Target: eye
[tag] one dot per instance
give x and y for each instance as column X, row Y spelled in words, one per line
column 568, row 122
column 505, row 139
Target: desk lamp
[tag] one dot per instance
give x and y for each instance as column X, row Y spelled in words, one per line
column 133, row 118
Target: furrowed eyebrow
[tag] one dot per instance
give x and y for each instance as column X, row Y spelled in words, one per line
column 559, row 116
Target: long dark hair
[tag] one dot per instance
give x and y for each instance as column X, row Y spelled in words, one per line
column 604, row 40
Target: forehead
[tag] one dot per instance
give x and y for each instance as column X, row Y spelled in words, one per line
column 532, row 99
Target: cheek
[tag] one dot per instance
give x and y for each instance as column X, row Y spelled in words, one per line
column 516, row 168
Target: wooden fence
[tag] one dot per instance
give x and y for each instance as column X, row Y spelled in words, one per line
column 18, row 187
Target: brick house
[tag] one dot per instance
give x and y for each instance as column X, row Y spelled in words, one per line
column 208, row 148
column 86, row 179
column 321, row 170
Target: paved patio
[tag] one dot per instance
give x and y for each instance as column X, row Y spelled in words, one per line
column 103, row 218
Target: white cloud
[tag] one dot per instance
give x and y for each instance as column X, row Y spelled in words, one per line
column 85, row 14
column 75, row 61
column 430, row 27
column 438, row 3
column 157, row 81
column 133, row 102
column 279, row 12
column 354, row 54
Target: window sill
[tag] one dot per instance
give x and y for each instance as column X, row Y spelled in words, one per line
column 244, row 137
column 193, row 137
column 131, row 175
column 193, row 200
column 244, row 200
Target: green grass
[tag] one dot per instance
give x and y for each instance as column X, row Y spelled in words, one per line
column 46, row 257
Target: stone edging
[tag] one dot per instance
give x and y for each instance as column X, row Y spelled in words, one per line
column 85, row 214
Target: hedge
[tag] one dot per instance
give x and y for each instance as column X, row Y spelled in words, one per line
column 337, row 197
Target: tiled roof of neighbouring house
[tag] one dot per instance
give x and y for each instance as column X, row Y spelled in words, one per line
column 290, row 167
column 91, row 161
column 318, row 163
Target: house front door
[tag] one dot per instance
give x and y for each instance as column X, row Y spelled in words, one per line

+-------+

= What you should do =
Only the number should be given: how many lines in the data contain the string "house".

= Task result =
3